Directions for this task
Pictures excluded, copy all of the data below exactly.

Material for the task
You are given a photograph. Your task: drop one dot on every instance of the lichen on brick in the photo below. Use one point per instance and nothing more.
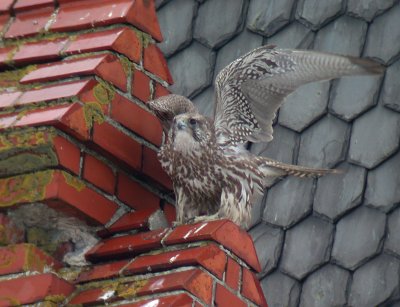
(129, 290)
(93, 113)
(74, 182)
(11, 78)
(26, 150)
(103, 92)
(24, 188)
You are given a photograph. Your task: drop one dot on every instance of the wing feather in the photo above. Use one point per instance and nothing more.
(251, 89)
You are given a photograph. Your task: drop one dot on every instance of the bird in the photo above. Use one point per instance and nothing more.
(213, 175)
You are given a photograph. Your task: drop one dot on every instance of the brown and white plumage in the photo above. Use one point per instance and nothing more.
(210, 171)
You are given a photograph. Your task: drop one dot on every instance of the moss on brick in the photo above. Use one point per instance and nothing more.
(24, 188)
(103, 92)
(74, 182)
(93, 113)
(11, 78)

Answer to the exercise
You are given a photograph. Your task: drop one dot on every instance of the lichen on brick in the photo below. Use one point per instance and nothing more.
(129, 290)
(93, 113)
(74, 182)
(11, 78)
(26, 150)
(103, 92)
(24, 188)
You are given a photograph. Your task: drop one dot on every instance of the wing feather in the photo above. Use one point per instance and nothing more.
(251, 89)
You are given a photograph. Your task: drop one dot on every instance of the bird in the photo above. Use one point per instance and nothing more.
(213, 175)
You are given a photograph. Your task: drop one dot on every instance of the brown and white plumage in the photo above. Use one point per instance and nothing more.
(210, 171)
You are given a photograph. Your task: drop one dot on every instance of the moss on brick in the photo above. Use one point per instance and nothing more.
(24, 188)
(103, 92)
(74, 182)
(93, 113)
(11, 78)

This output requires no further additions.